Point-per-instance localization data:
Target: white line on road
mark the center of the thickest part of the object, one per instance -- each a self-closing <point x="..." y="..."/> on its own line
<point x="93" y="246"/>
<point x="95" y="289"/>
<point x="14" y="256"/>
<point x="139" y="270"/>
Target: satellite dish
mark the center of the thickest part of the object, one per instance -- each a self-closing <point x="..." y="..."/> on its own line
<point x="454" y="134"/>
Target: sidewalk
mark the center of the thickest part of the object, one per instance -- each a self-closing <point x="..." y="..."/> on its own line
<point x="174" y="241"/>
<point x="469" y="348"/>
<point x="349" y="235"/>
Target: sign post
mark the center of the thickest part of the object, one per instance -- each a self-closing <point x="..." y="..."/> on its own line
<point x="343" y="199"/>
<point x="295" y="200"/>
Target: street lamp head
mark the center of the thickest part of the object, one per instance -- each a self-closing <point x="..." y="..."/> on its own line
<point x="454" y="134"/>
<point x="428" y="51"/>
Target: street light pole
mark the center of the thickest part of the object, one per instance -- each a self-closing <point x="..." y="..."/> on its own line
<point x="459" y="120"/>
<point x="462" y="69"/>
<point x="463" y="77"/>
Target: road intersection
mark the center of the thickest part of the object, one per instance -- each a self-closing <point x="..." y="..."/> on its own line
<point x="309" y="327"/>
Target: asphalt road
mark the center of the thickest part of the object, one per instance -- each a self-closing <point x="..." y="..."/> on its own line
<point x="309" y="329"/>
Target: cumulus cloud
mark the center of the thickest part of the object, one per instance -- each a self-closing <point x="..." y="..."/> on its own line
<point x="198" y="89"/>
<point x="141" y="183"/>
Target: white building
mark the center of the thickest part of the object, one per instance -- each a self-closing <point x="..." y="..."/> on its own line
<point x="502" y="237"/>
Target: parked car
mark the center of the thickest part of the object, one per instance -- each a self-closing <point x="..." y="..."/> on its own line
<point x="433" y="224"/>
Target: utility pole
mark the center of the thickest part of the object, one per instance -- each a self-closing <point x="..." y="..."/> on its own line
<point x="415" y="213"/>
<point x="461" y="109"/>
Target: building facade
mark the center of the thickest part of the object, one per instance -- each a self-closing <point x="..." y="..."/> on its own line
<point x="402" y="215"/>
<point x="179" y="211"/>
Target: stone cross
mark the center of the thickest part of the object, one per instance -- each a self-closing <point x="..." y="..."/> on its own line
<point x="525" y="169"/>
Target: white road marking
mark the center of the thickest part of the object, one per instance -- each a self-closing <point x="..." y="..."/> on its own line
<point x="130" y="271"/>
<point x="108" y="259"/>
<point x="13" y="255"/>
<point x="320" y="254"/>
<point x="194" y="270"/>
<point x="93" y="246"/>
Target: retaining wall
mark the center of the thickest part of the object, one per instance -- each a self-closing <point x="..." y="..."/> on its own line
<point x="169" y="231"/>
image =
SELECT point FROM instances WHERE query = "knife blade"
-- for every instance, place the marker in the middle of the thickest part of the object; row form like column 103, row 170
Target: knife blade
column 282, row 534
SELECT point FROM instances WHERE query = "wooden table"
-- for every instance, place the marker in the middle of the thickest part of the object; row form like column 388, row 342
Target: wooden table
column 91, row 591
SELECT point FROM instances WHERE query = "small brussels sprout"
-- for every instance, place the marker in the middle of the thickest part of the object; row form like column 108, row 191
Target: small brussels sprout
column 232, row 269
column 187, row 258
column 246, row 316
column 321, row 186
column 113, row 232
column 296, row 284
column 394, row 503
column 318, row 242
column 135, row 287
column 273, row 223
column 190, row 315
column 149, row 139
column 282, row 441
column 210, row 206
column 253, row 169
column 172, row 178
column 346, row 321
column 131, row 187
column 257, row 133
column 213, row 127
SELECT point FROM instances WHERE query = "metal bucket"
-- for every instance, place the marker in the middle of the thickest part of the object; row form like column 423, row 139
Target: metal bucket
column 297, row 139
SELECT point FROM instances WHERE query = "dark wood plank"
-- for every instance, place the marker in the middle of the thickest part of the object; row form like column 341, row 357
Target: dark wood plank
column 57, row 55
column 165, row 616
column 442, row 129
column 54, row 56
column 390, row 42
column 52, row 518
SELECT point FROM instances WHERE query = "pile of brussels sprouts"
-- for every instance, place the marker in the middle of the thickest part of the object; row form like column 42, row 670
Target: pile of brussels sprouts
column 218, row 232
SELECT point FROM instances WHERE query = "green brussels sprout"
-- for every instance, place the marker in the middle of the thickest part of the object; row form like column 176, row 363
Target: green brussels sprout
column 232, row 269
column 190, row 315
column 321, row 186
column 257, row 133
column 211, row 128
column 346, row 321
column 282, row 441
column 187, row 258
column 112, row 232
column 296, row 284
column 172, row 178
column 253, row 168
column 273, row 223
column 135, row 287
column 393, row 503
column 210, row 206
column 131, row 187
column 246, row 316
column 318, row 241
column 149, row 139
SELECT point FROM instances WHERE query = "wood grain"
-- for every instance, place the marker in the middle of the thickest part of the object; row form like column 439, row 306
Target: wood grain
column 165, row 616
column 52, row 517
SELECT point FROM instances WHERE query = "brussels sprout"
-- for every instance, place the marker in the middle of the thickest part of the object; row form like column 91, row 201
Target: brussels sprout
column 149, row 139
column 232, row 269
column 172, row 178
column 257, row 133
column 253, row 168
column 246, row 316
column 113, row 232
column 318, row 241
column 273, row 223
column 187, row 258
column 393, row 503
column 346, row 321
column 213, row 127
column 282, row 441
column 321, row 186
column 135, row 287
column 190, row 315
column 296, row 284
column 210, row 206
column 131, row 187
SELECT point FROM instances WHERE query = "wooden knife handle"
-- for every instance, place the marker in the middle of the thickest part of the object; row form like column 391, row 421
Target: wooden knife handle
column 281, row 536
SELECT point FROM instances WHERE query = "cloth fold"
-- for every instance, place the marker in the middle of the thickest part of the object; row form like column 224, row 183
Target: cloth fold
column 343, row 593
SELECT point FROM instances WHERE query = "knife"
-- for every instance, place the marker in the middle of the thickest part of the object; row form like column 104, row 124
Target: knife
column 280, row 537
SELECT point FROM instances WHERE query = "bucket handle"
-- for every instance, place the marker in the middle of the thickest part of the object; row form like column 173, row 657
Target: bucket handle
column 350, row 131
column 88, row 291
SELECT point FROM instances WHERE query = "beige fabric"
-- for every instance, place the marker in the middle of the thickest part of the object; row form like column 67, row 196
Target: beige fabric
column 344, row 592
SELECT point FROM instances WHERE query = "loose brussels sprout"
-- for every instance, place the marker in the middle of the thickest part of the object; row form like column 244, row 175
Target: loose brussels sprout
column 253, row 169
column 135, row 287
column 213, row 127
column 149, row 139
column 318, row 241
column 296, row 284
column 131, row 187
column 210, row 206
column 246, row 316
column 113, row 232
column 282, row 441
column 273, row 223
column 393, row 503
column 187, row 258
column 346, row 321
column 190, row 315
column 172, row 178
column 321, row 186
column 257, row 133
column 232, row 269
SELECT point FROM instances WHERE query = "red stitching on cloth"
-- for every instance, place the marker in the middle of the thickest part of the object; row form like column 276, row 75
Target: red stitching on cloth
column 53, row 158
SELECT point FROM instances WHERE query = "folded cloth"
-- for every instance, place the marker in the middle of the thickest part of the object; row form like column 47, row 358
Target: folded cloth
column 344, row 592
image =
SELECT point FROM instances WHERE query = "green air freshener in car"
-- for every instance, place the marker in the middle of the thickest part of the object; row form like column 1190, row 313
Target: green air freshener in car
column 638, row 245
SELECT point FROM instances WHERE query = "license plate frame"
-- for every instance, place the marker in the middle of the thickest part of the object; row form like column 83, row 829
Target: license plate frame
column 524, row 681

EXERCISE INSTRUCTIONS: Could you output, exactly and with nothing else, the lines from the start of the records through the line containing "Target: satellite dish"?

ANSWER FOR THE TASK:
Target: white line on road
mark the center of the thickest part of the object, one per instance -- each a self-closing <point x="..." y="..."/> on its own line
<point x="93" y="246"/>
<point x="95" y="289"/>
<point x="14" y="256"/>
<point x="139" y="270"/>
Target: satellite dish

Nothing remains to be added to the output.